Task to carry out »
Repeat exactly the lines that run from the one containing "Target: weed patch" to the end of the data, and leave out all others.

Data extracts »
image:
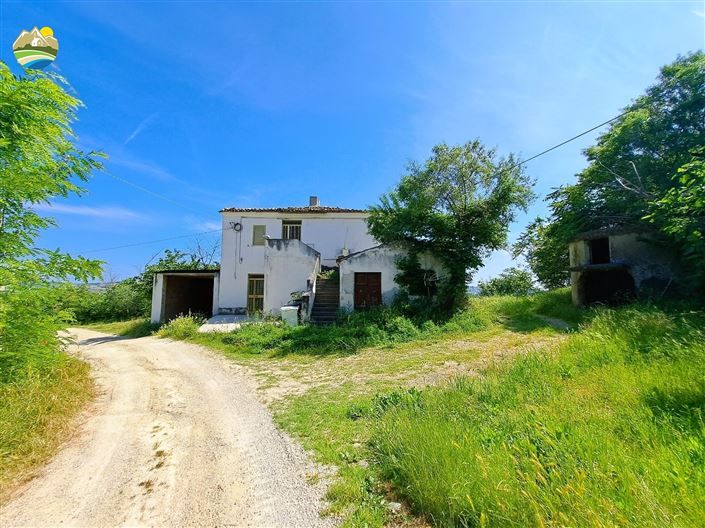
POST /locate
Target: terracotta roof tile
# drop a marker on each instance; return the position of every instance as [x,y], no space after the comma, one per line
[319,209]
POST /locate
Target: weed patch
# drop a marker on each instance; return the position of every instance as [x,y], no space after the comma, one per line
[607,429]
[36,412]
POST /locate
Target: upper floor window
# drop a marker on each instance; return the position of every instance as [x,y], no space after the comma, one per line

Written solution »
Target: weed patch
# drop a marker on each instance; return the position of every instance as [x,y], no space after the comma, one per line
[607,429]
[36,412]
POST /locate
Target: upper floor window
# drop a marker on each instance; return the position of every instance as [x,y], no space after the comma, one per line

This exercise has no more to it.